[Position annotation records]
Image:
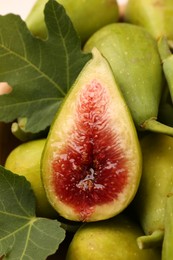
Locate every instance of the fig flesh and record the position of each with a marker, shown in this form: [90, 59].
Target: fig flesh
[156, 183]
[91, 164]
[110, 239]
[82, 14]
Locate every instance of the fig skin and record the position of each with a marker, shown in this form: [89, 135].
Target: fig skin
[25, 160]
[93, 111]
[135, 61]
[156, 183]
[110, 239]
[155, 16]
[86, 16]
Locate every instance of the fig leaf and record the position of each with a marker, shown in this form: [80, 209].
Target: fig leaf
[40, 72]
[22, 234]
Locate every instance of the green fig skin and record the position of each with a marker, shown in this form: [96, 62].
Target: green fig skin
[167, 248]
[111, 239]
[156, 183]
[82, 14]
[76, 177]
[155, 16]
[133, 56]
[25, 160]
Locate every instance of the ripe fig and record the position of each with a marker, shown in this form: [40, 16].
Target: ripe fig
[155, 16]
[109, 239]
[86, 16]
[25, 160]
[156, 183]
[91, 164]
[134, 58]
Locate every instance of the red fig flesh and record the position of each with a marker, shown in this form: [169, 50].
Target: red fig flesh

Instructions to follow: Quote all the lines above word for word, leaving out the pictures.

Solution for this exercise:
Image:
Locate every instance of the fig flesh and record the position of each with a marker, shown in this form: [90, 59].
Target: fig flesh
[156, 183]
[91, 164]
[110, 239]
[82, 14]
Locate every instance of the fig skin and record the position of each with a marker, shown in this form: [89, 135].
Target: fig skin
[25, 160]
[93, 111]
[135, 61]
[156, 183]
[110, 239]
[155, 16]
[86, 16]
Locate every instance of the fig leaf and record the position of each with a marker, shown in this form: [80, 209].
Target: fig leaf
[40, 72]
[22, 234]
Locate every instance of the green fig skin and record the position of each with a marker, shown in this form: [96, 62].
Target: green fig skin
[167, 248]
[111, 239]
[156, 183]
[82, 14]
[76, 177]
[155, 16]
[133, 56]
[25, 160]
Locate every instance of the ripe fig and record the position of each with a marker, shown in this form: [40, 16].
Target: ripe fig
[155, 16]
[109, 239]
[86, 16]
[25, 160]
[156, 183]
[91, 164]
[134, 58]
Locate every instance of the red fig flesh and record the position of each with a marker, shown in this form: [169, 50].
Target: red fig flesh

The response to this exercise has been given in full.